• **TASK ITEM**
Please repeat the lines below, exactly and only, from the one that holds "It would mean a lot if you could find the dark" through the one that holds "the rocky mountain".

[Dataset items]

━━━━━━━━━━━━━━━━

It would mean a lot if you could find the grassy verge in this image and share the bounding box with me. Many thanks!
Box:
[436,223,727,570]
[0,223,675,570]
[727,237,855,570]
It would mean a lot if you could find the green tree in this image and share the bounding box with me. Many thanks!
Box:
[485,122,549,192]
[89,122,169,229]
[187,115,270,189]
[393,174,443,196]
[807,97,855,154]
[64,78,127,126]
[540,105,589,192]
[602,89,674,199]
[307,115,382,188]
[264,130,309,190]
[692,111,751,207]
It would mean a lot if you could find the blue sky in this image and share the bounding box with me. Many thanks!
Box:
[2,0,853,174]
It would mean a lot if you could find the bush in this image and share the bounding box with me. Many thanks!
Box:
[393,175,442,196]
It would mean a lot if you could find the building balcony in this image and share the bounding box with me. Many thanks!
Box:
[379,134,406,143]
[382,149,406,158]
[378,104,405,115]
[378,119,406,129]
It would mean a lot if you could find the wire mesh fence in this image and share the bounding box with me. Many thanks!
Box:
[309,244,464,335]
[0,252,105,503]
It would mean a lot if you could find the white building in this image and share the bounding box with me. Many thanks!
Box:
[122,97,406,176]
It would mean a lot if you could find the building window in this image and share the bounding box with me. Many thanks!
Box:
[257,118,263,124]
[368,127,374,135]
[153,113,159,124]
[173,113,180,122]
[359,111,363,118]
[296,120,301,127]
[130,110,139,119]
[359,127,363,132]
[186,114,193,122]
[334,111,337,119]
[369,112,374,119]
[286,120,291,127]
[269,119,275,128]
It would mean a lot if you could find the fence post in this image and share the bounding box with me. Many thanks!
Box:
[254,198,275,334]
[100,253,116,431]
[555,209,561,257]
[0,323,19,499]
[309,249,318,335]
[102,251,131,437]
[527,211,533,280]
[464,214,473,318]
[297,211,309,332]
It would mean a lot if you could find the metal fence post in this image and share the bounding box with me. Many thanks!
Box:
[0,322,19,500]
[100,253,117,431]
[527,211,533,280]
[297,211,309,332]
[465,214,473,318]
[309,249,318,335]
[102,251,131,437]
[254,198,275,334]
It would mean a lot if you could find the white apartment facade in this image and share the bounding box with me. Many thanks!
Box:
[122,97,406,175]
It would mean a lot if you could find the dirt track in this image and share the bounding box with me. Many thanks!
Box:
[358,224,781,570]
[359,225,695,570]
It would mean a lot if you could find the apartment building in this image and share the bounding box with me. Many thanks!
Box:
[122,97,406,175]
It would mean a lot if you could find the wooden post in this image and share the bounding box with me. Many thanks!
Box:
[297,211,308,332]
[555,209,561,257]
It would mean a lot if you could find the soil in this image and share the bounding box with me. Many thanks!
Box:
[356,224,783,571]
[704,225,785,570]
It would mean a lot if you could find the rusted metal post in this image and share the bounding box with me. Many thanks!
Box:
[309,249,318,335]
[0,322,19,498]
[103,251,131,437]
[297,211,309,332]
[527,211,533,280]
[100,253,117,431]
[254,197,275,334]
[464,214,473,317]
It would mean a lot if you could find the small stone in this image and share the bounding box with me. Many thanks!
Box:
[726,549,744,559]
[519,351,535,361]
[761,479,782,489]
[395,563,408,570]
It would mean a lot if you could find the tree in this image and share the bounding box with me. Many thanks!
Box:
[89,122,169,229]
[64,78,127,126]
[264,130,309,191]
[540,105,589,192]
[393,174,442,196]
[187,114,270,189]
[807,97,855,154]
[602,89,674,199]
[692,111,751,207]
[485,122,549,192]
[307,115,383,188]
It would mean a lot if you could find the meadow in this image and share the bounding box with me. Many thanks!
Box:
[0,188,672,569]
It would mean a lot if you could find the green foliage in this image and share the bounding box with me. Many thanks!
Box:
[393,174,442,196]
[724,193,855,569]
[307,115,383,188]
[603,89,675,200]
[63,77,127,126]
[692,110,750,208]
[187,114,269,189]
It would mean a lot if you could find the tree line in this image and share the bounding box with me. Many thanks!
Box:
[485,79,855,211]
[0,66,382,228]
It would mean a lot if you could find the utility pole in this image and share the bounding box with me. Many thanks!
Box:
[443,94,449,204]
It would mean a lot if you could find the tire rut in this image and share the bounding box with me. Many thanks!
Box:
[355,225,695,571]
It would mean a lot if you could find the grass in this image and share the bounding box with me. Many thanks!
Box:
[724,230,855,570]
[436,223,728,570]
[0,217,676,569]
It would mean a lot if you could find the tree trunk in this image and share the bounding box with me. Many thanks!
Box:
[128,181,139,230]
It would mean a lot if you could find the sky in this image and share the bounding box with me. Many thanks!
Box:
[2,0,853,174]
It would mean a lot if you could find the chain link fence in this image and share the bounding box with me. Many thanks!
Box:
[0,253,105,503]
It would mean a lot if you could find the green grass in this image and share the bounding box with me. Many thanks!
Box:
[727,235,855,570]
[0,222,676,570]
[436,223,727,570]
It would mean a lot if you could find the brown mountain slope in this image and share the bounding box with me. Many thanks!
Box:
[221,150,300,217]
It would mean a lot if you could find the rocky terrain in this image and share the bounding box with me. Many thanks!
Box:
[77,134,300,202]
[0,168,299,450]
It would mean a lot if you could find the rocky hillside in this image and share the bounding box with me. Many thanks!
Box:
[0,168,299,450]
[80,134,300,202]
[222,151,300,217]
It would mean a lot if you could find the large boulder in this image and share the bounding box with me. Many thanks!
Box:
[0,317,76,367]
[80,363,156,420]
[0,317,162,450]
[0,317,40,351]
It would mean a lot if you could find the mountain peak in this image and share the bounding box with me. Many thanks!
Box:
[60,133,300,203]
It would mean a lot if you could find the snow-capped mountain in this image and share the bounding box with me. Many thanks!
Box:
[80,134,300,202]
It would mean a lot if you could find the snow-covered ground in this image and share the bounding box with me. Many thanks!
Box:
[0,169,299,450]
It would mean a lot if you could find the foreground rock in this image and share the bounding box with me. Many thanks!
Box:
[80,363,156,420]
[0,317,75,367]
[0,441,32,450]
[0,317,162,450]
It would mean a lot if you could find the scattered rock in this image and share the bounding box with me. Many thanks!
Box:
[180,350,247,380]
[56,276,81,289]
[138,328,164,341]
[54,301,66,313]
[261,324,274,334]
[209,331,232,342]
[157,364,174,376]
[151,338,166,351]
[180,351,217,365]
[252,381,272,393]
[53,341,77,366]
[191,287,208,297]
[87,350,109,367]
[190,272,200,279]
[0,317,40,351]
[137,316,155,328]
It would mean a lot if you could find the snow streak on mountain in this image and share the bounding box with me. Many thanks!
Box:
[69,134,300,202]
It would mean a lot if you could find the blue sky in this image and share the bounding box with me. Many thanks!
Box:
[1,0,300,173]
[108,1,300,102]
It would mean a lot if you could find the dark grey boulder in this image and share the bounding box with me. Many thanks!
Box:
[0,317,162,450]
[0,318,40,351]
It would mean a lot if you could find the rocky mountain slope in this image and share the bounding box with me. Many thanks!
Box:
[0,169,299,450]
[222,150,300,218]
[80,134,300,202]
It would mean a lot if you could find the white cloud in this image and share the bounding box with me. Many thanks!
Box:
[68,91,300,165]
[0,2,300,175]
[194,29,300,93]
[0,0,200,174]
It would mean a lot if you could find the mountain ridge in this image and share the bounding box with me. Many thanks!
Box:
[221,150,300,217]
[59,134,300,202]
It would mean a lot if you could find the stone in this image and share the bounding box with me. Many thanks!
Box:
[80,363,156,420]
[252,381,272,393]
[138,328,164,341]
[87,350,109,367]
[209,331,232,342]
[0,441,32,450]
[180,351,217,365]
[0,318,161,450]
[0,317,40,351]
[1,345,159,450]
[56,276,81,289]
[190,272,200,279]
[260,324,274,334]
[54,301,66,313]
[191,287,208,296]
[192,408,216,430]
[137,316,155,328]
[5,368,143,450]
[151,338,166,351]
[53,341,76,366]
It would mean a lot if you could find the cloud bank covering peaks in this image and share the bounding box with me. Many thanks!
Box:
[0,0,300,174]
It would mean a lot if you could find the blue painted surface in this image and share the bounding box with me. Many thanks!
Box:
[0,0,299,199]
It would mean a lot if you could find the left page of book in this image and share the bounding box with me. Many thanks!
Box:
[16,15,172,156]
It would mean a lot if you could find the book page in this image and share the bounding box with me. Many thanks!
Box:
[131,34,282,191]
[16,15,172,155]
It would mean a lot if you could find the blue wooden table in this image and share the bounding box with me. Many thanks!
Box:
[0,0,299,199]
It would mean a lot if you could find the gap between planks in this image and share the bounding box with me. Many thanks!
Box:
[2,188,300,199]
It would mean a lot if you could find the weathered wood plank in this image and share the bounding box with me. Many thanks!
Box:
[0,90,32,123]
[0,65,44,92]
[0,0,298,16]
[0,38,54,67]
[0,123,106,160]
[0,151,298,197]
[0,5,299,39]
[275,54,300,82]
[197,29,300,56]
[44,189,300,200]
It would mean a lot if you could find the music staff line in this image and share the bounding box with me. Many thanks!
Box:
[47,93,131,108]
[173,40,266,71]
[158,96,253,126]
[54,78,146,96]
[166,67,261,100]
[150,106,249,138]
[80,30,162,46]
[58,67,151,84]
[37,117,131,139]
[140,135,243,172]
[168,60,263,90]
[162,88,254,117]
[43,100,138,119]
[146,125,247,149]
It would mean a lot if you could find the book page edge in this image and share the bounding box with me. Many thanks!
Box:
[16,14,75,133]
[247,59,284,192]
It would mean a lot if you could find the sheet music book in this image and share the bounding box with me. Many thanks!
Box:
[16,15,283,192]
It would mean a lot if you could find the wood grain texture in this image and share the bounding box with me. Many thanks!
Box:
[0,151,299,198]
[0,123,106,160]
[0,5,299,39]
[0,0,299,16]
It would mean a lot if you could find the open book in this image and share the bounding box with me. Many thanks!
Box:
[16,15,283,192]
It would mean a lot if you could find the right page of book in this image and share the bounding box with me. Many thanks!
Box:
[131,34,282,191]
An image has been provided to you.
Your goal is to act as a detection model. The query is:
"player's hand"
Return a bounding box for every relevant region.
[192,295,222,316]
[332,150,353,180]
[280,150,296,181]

━━━━━━━━━━━━━━━━

• **OUTPUT OF THE TASK**
It would mean a lot if you could find the dark grey boulder in this image and share the bounding box with me. Many thanks!
Box:
[0,317,162,450]
[0,318,40,351]
It would mean a lot if you could find the rocky mountain slope in this image and share the bounding box with me. Many thanks!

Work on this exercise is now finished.